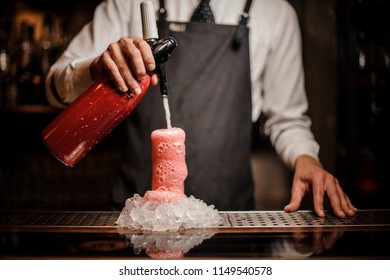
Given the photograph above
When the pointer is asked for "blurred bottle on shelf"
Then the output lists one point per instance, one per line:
(28, 70)
(7, 81)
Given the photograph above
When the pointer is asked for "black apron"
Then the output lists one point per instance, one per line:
(210, 99)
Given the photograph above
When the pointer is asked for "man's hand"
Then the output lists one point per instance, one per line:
(126, 62)
(310, 176)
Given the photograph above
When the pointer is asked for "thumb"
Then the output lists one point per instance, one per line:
(297, 193)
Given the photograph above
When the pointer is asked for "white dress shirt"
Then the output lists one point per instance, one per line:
(275, 53)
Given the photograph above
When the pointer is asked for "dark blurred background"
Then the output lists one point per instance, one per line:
(347, 62)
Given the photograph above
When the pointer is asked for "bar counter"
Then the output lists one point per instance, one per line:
(241, 235)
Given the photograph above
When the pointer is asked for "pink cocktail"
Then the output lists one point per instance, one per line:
(169, 166)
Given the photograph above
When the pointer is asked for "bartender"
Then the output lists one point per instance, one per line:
(235, 60)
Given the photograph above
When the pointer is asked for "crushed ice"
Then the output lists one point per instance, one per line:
(186, 213)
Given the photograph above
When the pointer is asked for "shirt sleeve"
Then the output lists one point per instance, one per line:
(69, 76)
(285, 102)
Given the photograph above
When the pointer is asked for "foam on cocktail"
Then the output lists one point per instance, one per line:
(166, 207)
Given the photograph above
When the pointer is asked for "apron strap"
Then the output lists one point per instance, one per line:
(242, 30)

• DO THIS
Pictures are to be left out; repeat all the remaining data exactly.

• WRITTEN SOLUTION
Given the photograph above
When the pointer is asked for "blurred bottle on shelf"
Then the output lists one point per instance, one per line:
(28, 70)
(7, 81)
Given the photograph above
When the pointer is asked for "black apron"
Then the output lists one point per instance, one per line:
(210, 99)
Given the photograph above
When the pointer is asked for "man's hand"
Then the output lists one point per instance, one per line:
(126, 62)
(310, 176)
Given the photograph above
When the pointer is asked for "thumb"
Then the output lists one point per instance, one per line:
(297, 193)
Given the photograph above
When the pointer is asked for "white dress shirt"
Then the output lists one point per instance, one per line:
(275, 53)
Given the photograph above
When the pointer is asked for "dark blurred background"
Then the output lists one point per instance, one per line:
(347, 62)
Given the photograph above
When the pointer is asked for "bar counter"
Then the output lists one point per instance, one per line:
(241, 235)
Given the photograph above
When the pointer is asked for "pink cocktail"
Then the output lists one point per instance, one per line:
(169, 166)
Given the photograph above
When the pointer is asked for "bartender"
Then the output lists one point per instance, one per line:
(235, 60)
Given the photograph above
When the pointer is asked for "crushed ice"
Then the output lists one point per instance, one per line:
(186, 213)
Given the photograph above
When the pointer is asked for "shirt sleeve"
Then the output lists one point per instance, one per line:
(69, 76)
(285, 102)
Given the photograph above
When the pointer is asked for "foam on cocktail"
Then the output lists one point per instance, one per line:
(166, 207)
Given the photograph above
When the pointer is asked for "apron strap"
Then the output lists one point per instance, one per line:
(242, 30)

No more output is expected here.